▶ [TEXT PASSAGE]:
○ ○ ○
The retail shelf is at the center of the omni-channel explosion. Stockouts, poor visibility and inaccurate inventory systems have been the industry norm for decades. Now, all of sudden, with the addition of online shoppers, five or six different parties can all be vying at the same time for that single item left on the shelf. The result is sky-high substitution rates (up to 30% or more) as consumers buy online to pick up at the curb or to have delivered to their home.
Pensa is on the frontline in helping to solve the omni-channel shopping problem.
We’ve all experienced the frustration first-hand as a consumer. You go online to buy groceries and pick what you want to buy and have delivered. Then you wait to see what you actually receive when the bags arrive on your doorstep. You get some of what you ordered, some of what you didn’t, and sometimes a potluck change in what was delivered as a substitution (you know – the corn syrup instead of corn starch).
This story plays out every day, with nearly all grocery retailers. It results in unhappy customers, frazzled field workers and perplexed consumer brand manufacturers studying shopper preferences.
The pandemic has only added to the age-old stockout and in-store visibility problem, with unexpected spikes in demand and shocks to supply chains driving stockouts to unprecedented levels[1],2. Growth of omni-channel shopping – both in-store and online via ecommerce applications – puts added stress on already inaccurate retailer inventory and supply chain systems.
○ ○ ○
▶ [EXTRACTED ENTRIES]:

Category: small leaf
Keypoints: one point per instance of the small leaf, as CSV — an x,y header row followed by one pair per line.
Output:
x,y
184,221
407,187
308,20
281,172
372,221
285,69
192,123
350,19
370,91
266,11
○ ○ ○
Continue the passage about retail shelf stockouts and omni-channel shopping, picking up after its final sentence.

Pensa’s accurate, real-time shelf data and analytics provide retailers and consumer brands with a single source of truth about what is actually on the shelf, minimizing surprise basket substitutions for the consumer and distorted views of shopper preferences caused by unavailable choices and substitutions. Using automated computer vision and artificial intelligence, Pensa monitors the grocery shelf continuously for stockouts, near-stockouts, and misplacements of products within the store. We can see not just the substitutions that actually occur, but the problems waiting to happen where things are offered for sale but not available.
Online is, in a sense, the new retail shelf. Buying online for delivery or pickup of groceries from a nearby storefront has nearly doubled as a result of the pandemic, accelerating what was already a natural transformation to omnichannel shopping patterns across retail. Battles for market share will be won and lost by how well the industry can tighten its grip on in-store availability. Not only for the consumer coming into the store to shop, but for what is offered to them online and grabbed in the store by others.
As e-commerce and omni-channel continue to surge in popularity, it’s time we get a handle on the problem. On-shelf availability is shopper ground zero – online and off.
1 The Spotlight on “The Trillion-Dollar Black Hole” of On-Shelf Availability, Alvarez & Marsal.
2 Taking Stock of Out-of-Stock, Tom Gruen.